▶ _Given exercise_
Produce an exact copy of the lines from the line containing "of the boulder" through the last line of the entries below, and only those lines.

▶ _Input records_
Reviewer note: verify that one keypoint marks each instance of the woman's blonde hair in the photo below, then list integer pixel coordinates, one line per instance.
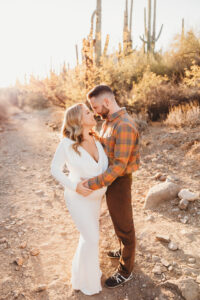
(72, 125)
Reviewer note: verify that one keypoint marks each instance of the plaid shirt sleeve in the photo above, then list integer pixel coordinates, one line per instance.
(126, 139)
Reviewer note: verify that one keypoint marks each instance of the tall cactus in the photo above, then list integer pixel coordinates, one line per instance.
(127, 31)
(98, 33)
(151, 38)
(183, 29)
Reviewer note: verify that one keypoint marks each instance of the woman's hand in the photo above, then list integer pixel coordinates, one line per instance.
(83, 189)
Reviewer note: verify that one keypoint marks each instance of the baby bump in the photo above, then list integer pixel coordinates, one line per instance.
(95, 195)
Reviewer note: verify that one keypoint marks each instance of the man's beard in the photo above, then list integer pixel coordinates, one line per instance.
(104, 112)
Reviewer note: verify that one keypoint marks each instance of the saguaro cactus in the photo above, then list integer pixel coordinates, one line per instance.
(151, 38)
(183, 29)
(127, 31)
(98, 33)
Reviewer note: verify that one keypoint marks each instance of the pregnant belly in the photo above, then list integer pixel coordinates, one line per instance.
(95, 195)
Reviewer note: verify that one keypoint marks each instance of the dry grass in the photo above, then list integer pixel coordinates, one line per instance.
(145, 84)
(184, 115)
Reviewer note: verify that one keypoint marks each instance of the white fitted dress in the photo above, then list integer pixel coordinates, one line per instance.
(86, 273)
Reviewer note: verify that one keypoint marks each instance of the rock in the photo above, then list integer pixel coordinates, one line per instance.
(176, 209)
(41, 287)
(183, 204)
(189, 288)
(34, 252)
(3, 240)
(39, 193)
(23, 168)
(165, 262)
(155, 258)
(172, 246)
(172, 178)
(187, 195)
(163, 238)
(184, 220)
(157, 270)
(150, 218)
(160, 193)
(157, 176)
(19, 261)
(191, 260)
(23, 245)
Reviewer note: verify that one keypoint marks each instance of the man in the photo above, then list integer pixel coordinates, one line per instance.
(120, 139)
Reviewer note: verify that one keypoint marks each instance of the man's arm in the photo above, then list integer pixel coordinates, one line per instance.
(126, 139)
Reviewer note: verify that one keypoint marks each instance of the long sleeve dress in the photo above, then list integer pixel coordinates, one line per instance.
(86, 273)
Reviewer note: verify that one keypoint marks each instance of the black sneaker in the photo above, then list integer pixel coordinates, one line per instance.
(116, 280)
(114, 254)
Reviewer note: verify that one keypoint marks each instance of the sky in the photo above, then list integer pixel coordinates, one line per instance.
(38, 34)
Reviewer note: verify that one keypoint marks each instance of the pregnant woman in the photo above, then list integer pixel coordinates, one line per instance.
(85, 158)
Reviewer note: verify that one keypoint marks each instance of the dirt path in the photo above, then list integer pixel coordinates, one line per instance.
(36, 229)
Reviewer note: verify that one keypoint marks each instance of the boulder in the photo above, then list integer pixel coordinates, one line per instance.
(189, 288)
(161, 192)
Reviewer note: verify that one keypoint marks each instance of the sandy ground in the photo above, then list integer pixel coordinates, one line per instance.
(38, 237)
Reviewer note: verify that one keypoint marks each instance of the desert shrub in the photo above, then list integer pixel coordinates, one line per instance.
(192, 76)
(184, 115)
(150, 84)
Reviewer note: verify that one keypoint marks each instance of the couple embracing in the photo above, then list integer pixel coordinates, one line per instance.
(98, 165)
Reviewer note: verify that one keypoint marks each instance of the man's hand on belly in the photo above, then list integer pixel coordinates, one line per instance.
(82, 188)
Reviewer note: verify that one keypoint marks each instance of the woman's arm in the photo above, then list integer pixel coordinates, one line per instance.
(57, 165)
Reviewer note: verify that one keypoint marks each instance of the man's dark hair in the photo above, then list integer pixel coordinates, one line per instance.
(99, 90)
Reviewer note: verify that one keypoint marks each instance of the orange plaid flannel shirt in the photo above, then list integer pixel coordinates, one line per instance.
(120, 140)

▶ _The output_
Reviewer note: verify that one keypoint marks each instance of the boulder in the photo above, then list integer pixel coordinates, one line per instance.
(189, 288)
(161, 192)
Reviewer note: verify that one keypoint marks each instance of the sandy ground in the photo above, then list integer pixel coordinates, one line per instance.
(38, 237)
Reviewer note: verify that one keypoint marks each instance of the desert shrub in the photo above, then list integer pixel coordinates, one line per instance.
(192, 76)
(184, 115)
(150, 84)
Reviewer note: verify that one keypoint marks each instance of the couple embracing in the photo above, then list integer pixel coordinates, one line per instance.
(98, 165)
Reviewer note: verify that one keypoint marks each instance of the man's hand on belly in the photo above, then list integer pixel coordinates, one line per instance.
(82, 188)
Reviewer note: verify that one keypoint marks each instance of the woman's arm in the photo above, then list integer pixel coordinates, one line per instance.
(57, 165)
Reviewer note: verify that one keypoint marks each instance of the man's dark hair in the photo above, then list integer pixel coordinates, one line per instance.
(99, 90)
Reviewer note: verify that one keypoint marks each instance of the orange plaid flannel shirt in the photo above, then list integer pixel coordinates, one line per instance.
(120, 140)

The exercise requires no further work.